• **Aim of the task**
Copy the items word for word from their first line up to and including the line that contains "box: [268, 354, 375, 411]".

════

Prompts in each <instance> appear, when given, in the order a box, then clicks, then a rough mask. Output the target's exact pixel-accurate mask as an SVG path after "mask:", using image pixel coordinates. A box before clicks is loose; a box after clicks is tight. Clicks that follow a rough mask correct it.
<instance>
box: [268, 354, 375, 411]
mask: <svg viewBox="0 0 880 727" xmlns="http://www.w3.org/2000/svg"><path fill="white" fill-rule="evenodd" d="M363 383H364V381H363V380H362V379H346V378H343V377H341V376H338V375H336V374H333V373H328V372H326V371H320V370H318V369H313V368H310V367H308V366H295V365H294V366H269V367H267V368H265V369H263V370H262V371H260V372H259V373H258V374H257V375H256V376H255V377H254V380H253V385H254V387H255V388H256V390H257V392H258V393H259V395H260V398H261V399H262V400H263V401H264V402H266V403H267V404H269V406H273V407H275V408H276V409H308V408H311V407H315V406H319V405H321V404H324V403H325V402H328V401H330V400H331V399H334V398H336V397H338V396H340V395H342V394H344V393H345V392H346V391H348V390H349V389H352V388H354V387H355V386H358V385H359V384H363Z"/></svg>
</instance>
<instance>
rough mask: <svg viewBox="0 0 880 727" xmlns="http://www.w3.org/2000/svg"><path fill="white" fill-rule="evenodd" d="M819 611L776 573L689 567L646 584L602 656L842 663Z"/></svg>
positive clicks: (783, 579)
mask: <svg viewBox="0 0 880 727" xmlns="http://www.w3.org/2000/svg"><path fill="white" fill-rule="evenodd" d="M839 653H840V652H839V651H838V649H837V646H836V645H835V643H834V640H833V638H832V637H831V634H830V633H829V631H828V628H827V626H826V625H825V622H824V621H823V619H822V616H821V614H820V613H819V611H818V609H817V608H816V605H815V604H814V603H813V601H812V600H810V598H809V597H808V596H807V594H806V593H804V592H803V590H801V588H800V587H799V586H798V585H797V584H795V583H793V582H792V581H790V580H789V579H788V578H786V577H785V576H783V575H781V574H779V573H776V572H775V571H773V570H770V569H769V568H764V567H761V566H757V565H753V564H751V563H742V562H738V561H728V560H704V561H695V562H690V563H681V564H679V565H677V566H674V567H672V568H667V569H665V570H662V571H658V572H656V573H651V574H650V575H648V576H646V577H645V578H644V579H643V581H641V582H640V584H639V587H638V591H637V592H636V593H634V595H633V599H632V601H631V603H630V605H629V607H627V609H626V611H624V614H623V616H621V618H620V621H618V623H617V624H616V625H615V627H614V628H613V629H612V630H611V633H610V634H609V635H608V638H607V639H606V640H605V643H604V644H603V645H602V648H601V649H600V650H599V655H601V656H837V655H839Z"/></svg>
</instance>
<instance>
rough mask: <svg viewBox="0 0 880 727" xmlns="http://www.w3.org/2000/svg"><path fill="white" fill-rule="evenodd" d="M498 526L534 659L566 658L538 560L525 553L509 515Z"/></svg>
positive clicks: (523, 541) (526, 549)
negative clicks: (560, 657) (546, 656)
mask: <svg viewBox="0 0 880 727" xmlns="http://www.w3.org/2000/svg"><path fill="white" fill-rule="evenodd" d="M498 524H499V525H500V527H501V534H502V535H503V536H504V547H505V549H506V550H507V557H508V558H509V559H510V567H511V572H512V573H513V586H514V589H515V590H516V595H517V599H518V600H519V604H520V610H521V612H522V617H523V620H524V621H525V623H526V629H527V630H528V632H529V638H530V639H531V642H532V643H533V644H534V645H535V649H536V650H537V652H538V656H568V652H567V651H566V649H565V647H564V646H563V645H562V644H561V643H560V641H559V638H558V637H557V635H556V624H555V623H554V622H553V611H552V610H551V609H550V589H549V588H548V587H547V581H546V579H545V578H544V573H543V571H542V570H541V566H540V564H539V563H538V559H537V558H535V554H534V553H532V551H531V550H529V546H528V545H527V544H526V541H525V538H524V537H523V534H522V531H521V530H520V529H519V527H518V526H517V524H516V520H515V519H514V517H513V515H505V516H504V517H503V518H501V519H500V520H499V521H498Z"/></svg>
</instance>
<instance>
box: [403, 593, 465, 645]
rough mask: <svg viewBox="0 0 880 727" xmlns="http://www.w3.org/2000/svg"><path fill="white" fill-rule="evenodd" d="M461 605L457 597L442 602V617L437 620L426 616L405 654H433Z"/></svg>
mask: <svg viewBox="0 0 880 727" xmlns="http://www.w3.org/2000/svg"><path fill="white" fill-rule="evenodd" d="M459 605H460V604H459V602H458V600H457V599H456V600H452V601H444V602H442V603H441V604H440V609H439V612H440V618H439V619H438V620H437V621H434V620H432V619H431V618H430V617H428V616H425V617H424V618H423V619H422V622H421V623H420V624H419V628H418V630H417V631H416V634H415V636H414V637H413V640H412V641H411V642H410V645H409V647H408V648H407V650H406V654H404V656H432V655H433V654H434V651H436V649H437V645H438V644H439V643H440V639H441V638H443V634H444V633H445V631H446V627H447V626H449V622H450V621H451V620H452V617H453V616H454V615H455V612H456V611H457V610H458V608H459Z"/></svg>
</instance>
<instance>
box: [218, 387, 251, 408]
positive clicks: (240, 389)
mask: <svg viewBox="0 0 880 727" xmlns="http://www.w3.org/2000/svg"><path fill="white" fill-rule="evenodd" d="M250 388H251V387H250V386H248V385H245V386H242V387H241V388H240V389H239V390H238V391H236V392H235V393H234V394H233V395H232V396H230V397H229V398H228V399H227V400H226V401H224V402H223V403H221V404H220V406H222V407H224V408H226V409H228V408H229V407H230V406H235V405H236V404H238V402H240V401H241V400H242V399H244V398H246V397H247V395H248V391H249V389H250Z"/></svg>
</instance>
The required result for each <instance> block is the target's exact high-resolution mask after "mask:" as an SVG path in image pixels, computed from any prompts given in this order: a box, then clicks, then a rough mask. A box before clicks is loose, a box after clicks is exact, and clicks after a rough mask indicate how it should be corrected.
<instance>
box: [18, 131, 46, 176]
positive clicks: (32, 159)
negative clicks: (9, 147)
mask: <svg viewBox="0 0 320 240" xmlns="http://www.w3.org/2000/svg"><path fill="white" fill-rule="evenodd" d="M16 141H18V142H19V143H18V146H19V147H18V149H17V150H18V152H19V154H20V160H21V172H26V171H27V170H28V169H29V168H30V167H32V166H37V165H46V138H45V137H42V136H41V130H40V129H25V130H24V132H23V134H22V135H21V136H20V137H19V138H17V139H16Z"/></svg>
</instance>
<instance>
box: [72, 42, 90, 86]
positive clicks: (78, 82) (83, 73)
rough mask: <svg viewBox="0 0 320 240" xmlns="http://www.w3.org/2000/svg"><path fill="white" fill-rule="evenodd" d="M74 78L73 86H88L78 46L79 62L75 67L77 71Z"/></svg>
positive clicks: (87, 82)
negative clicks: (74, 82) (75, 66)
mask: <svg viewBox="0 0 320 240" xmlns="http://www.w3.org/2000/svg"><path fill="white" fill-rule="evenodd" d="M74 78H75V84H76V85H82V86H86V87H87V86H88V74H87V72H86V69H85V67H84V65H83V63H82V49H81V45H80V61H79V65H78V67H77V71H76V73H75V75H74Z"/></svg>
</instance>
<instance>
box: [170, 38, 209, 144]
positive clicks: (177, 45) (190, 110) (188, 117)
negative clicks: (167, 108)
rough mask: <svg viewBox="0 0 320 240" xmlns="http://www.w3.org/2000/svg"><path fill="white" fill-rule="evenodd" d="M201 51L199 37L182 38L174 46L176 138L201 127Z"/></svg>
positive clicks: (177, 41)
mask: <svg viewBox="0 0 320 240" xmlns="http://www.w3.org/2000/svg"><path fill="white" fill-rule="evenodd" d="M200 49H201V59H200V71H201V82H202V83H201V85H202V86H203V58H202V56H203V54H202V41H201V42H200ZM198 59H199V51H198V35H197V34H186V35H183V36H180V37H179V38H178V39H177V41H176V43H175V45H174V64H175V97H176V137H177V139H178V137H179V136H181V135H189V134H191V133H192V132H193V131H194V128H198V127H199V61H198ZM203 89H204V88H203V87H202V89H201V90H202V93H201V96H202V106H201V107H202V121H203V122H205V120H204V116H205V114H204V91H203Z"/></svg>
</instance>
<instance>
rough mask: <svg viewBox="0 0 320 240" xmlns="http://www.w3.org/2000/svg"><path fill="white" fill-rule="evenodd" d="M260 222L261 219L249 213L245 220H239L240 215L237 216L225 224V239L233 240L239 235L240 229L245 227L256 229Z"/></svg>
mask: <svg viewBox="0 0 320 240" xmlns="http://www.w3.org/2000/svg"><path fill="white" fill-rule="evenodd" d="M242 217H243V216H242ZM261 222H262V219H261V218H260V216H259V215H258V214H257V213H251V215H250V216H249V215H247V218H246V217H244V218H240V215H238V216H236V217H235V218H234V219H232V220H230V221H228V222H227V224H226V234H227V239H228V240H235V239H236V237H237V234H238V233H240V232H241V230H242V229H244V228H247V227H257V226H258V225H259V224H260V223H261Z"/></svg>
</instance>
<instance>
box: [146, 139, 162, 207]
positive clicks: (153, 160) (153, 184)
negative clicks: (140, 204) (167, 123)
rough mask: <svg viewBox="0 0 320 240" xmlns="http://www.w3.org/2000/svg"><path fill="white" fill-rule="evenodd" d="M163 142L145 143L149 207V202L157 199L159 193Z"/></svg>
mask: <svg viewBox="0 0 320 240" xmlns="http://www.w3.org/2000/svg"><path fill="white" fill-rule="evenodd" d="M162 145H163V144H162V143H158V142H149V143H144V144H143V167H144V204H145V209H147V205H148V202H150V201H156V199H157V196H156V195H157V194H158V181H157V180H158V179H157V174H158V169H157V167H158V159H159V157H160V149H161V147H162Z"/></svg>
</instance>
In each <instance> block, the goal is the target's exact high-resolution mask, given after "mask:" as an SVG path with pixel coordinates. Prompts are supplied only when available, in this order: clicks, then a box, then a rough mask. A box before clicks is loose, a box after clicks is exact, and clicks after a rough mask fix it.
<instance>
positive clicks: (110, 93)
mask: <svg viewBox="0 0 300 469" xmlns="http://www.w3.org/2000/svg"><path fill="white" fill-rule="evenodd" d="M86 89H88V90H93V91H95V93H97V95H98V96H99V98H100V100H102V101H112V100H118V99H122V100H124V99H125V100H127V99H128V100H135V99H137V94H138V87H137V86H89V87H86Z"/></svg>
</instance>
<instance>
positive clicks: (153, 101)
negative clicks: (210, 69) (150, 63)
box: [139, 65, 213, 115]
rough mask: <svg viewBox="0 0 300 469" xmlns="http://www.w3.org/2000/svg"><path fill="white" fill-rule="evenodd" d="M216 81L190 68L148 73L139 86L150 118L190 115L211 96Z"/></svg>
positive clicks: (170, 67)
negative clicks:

════

• **Output below**
Prompts in each <instance> appear, when given, in the order a box, then clicks, then a rough mask. Output the target's exact pixel-accurate mask as an SVG path after "mask:", using image pixel coordinates. A box before clicks is loose; a box after clicks is tight. Clicks that follow a rough mask correct it.
<instance>
box: [268, 354, 375, 411]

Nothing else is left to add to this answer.